WRITTEN INSTRUCTION:
Render the following material again verbatim, leaving nothing out.

(Dataset records)
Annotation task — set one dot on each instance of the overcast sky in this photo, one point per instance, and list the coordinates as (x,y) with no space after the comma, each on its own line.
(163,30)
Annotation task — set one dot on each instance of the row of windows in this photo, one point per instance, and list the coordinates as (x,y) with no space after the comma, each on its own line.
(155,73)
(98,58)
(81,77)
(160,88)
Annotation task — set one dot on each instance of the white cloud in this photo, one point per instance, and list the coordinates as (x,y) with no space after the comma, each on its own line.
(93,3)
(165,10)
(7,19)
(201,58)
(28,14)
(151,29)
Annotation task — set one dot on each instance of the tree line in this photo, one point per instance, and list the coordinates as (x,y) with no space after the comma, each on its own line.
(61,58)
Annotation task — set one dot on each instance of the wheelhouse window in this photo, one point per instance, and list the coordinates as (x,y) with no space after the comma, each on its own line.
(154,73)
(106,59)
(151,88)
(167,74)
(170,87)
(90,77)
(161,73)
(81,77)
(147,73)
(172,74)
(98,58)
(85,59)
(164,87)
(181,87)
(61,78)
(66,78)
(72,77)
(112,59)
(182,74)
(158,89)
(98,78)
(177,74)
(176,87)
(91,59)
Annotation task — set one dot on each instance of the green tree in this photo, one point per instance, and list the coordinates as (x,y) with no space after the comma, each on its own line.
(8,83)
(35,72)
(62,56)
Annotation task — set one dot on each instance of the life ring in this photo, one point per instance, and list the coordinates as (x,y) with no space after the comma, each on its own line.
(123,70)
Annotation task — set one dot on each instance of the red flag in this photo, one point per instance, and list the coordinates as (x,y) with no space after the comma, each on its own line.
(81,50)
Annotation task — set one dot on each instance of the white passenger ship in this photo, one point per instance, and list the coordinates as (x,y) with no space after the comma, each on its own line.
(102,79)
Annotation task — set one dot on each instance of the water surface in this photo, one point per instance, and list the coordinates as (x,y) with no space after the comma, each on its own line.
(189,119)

REPLY:
Annotation task — set one dot on each instance of the overcast sky in this photo, one point per instance, and list the coordinates as (x,y) with no space after the comma, each on its own line.
(163,30)
Annotation task — set one dot on each instance of the row of windows in this photo, one point per instance, and list the coordinates as (x,y) with no space after the comma, each on its own line.
(155,73)
(98,58)
(81,77)
(160,88)
Annotation task — set one dot on each instance of the white cloud in this photo, one point per instance, and list the coordinates as (x,y) with no space after the comma, each on its own line.
(93,3)
(165,10)
(7,19)
(201,58)
(28,14)
(151,29)
Annotation task — set one dot on each instance of the tree line in this photo, one point per instance, and list the coordinates as (x,y) with no space after the comma, each on its own line.
(61,58)
Annotation task — set one dot on each instance of the wheelhouse window in this photo, one point per instance, and list the coordinates as (x,y) with no space after the comma, each on its own line.
(154,73)
(106,59)
(151,88)
(167,74)
(170,87)
(90,77)
(161,73)
(81,77)
(147,73)
(172,74)
(98,58)
(85,59)
(164,87)
(181,87)
(61,78)
(66,78)
(72,77)
(112,59)
(182,74)
(158,89)
(98,78)
(177,74)
(176,87)
(91,59)
Annotation task — set one dot on each instance of the green tree in this photo, one point per instance, and list the coordinates as (x,y) with no space after the comma, each on its own line.
(8,83)
(35,72)
(62,56)
Annotation task — set one dot on each instance of the life ring in this photo, one point per instance, and list the coordinates as (x,y) with no space after the comma, each on its own line.
(123,70)
Annotation task — set one dot on each instance of the red flag in this photo, one point per instance, and list the coordinates as (x,y) with no space after the comma, each on its own line.
(81,50)
Annotation task — set one dot on each instance of the white passenger ship in this photo, one point per instance, and list the coordinates as (x,y) with no space after the comma, each on its own line.
(102,79)
Annotation task — set one dot on each instance of the water surface in this photo, one point per instance, and list the coordinates as (x,y) with no space after the comma, each on its own line.
(189,119)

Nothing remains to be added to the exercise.